### [TEXT PROVIDED]
○ ○ ○ ○

Chroma is an open-source vector database that utilizes vector similarity search technology to efficiently store and retrieve large-scale high-dimensional vector data.
Chroma is an application-embedded database that is embedded into our code in the form of a package. Its advantage lies in its simplicity. If you are developing an LLM application that requires a vector database to implement LLM memory and support text-similarity language search, without wanting to install an independent vector database, Chroma is a good choice. This tutorial is mainly based on JavaScript.
1. Package installation
npm install --save chromadb # yarn add chromadb
2. Initialize Chroma client
const {ChromaClient} = require('chromadb');
const client = new ChromaClient();
3. Create a collection
A collection in the Chroma database is similar to a table in Mysql, where vector data (including documents and other source data) is stored. Below creates a collection:
const {OpenAIEmbeddingFunction} = require('chromadb');
const embedder = new OpenAIEmbeddingFunction({openai_api_key: "your_api_key"})
const collection = await client.createCollection({name: "my_collection", embeddingFunction: embedder})
Here, an openai text embedding model is used to calculate text vectors, so you need to provide your openai api key. Of course, you can also omit the embeddingFunction parameter and use the built-in model in Chroma to calculate vectors, or replace it with another open-source text embedding model.
4. Add data
After defining a collection, data is added to the collection, and Chroma will store our data and create a dedicated vector index based on the text data's vectors for easy querying later.
await collection.add({
ids: ["id1", "id2"],
metadatas: [{"source": "my_source"}, {"source": "my_source"}],
documents: ["This is a document", "This is another document"],
})
Using pre-calculated text vectors, without using Chroma's built-in embedding function to calculate:
await collection.add({
ids: ["id1", "id2"],
embeddings: [[1.2, 2.3, 4.5], [6.7, 8.2, 9.2]],
where: [{"source": "my_source"}, {"source": "my_source"}],
documents: ["This is a document", "This is another document"]
})
5. Query collection data
Based on the queryTexts set for querying conditions, Chroma will return the most similar nResults results.
const results = await collection.query({
nResults: 2,
queryTexts: ["This is a query document"]
})

○ ○ ○ ○

### [DATA SECTION]
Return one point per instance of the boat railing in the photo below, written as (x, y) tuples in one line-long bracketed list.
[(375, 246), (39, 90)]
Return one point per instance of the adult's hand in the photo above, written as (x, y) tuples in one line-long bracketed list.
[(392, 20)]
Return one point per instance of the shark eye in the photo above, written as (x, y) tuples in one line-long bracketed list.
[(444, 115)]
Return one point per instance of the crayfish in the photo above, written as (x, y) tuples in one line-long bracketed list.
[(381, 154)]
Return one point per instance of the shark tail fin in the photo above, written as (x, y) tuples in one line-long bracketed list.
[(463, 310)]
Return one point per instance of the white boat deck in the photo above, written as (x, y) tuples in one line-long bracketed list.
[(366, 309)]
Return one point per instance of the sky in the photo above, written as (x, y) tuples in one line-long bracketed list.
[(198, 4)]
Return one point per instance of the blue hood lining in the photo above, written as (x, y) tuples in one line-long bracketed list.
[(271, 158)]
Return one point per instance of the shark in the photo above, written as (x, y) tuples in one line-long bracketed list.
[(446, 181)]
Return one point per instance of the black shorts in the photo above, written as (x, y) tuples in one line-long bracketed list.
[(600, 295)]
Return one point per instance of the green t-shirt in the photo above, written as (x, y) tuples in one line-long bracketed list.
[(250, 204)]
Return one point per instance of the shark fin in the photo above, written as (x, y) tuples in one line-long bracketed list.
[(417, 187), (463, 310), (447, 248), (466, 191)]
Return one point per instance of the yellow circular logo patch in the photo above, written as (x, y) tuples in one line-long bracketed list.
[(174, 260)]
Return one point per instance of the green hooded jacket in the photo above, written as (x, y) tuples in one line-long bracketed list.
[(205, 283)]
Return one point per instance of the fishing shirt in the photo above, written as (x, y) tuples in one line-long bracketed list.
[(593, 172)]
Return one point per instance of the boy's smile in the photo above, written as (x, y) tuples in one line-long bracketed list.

○ ○ ○ ○

### [THE TASK]
Answer these questions using the Chroma tutorial:
1. What does the tutorial compare a collection in the Chroma database to?
2. Which npm command does the tutorial give for installing the package?
3. In the query code, which parameter sets how many of the most similar results Chroma returns?
Work from the Chroma tutorial alone, not from the lines.

### [RESPONSE]
1. A table in Mysql.
2. npm install --save chromadb
3. nResults